§ Your instructions
Quote all of the data that follows exactly as written, skipping the images.

* Start Data listing *

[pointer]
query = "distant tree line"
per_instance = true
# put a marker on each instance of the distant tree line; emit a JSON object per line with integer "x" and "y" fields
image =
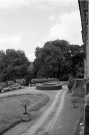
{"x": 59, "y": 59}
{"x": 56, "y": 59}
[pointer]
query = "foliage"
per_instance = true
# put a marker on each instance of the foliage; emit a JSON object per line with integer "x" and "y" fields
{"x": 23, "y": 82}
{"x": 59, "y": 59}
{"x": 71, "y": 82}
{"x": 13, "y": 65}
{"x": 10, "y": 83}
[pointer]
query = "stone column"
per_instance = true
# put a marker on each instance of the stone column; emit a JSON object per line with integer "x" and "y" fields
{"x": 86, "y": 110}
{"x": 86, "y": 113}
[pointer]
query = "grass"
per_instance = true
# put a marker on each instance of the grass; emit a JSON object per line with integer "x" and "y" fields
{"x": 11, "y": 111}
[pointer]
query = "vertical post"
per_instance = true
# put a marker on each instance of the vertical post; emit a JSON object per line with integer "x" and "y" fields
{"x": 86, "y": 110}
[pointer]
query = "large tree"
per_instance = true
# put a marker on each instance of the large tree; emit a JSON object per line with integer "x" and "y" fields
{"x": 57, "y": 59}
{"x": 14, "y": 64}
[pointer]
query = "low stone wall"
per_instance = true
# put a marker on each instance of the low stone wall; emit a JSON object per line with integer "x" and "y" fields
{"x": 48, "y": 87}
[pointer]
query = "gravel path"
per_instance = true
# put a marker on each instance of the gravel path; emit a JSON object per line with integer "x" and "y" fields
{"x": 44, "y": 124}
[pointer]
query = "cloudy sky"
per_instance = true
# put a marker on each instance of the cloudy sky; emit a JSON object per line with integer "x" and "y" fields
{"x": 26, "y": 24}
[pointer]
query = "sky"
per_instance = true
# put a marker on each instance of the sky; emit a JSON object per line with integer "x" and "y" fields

* End Data listing *

§ Final result
[pointer]
query = "distant tree line"
per_instance = true
# put a marker on each instance of the distant tree line; emit a JSON object per line with integer "x" and "y" fields
image =
{"x": 59, "y": 59}
{"x": 56, "y": 59}
[pointer]
query = "foliage"
per_instance = true
# put a marker on each instance of the foliage; emit a JSON object per line with integer "x" and "y" fields
{"x": 23, "y": 82}
{"x": 59, "y": 59}
{"x": 71, "y": 82}
{"x": 13, "y": 65}
{"x": 10, "y": 83}
[pointer]
query = "stone column"
per_instance = true
# put a marker on each instance of the stone column; emit a JSON object per line with integer "x" and "y" fields
{"x": 86, "y": 110}
{"x": 86, "y": 113}
[pointer]
query = "grass"
per_instance = true
# put a marker on each instance of the grass; emit a JSON object per line with integer "x" and "y" fields
{"x": 11, "y": 111}
[pointer]
query = "vertical post"
per_instance = true
# put a marker on each instance of the vertical post; emit a JSON object per line with integer "x" and "y" fields
{"x": 86, "y": 110}
[pointer]
query = "large tree"
per_instance = true
# put a marker on each instance of the large tree; emit a JSON object per line with integer "x" and "y" fields
{"x": 57, "y": 59}
{"x": 14, "y": 64}
[pointer]
query = "low stone wall"
per_instance = true
# put a marker on each instance of the low stone wall; emit a JSON object per line with integer "x" and "y" fields
{"x": 48, "y": 87}
[pointer]
query = "gravel path"
per_instance = true
# put a marker on each instance of the gravel path; emit a JSON object per line with integer "x" and "y" fields
{"x": 44, "y": 124}
[pointer]
query = "cloudy sky"
per_instance = true
# put a marker on each instance of the cloudy sky; emit a JSON object per line with integer "x" and "y" fields
{"x": 26, "y": 24}
[pointer]
query = "sky"
per_instance = true
# put a marker on each instance of the sky; emit a JSON object per line with integer "x" and "y" fields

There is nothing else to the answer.